***** 本文抜粋 *****

食材と炭調達後、中心街からちょっと離れたミゲルの友人であるフリャンの家に行った。

彼のアパートのベランダにも当たり前にパリージャがあった。アルゼンチンの人たちはパリージャ付きか否かで物件探しをしたりするのだろうか。焼けた肉をそのままパリージャ前でカットするための小さな木製の台も備わっていた。

また、パリージャの焼き台は日本のBBQで使われるような細い焼き網ではない。鉄製の、角度45度くらいに三角に溝のあるものが縦にだけ並んであり、その上で焼くことにより油が溝に落ち、焼き台が若干手前に傾斜があるため、その油は手前の雨樋のような油受けまで流れ、これまた雨樋と同じように1箇所に油を流して溜めて、パリージャ自体を無駄に汚さないで済むようになっている。

***** 資料 *****

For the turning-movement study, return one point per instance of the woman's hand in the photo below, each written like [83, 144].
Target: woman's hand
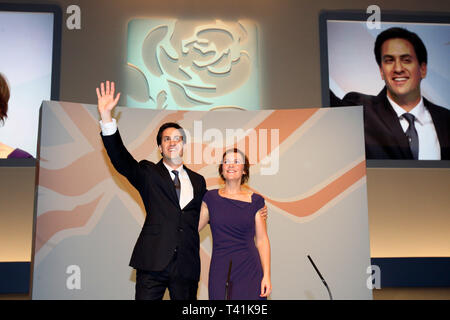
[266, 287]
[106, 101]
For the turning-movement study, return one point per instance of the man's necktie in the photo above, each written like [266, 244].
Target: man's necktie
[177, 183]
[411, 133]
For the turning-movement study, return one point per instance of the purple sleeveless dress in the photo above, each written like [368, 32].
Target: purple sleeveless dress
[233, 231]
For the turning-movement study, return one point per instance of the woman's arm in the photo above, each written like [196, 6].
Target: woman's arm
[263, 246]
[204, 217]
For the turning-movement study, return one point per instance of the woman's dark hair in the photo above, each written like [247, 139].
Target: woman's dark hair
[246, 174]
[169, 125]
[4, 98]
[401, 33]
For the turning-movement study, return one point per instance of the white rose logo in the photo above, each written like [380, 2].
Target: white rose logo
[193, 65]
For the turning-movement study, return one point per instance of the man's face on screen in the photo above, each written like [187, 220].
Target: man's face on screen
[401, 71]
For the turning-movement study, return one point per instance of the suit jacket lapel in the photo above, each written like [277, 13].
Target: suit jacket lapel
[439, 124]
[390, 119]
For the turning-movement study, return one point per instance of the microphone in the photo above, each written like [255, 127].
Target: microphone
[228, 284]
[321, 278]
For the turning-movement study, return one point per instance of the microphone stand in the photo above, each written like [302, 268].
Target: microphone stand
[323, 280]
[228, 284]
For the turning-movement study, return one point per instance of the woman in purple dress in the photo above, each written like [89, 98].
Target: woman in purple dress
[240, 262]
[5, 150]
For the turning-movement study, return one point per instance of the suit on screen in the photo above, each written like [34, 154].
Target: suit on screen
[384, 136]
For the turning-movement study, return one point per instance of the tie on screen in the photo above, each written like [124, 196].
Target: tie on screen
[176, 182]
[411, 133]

*****
***** 資料 *****

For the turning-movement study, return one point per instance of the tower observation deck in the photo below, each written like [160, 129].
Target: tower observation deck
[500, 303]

*****

## 問題文
本文抜粋に基づき、次の問いに答えてください。
(a) フリャンのアパートのベランダには、焼けた肉をパリージャ前でカットするために何が備わっていたか。
(b) パリージャの焼き台には、どのようなものが並んでいるか。
(c) 焼き台で落ちた油は、どこまで流れるか。

## 解答
(a) 小さな木製の台が備わっていた。
(b) 鉄製で、角度45度くらいの三角の溝があるものが縦にだけ並んでいる。
(c) 手前にある雨樋のような油受けまで流れ、1箇所に溜められる。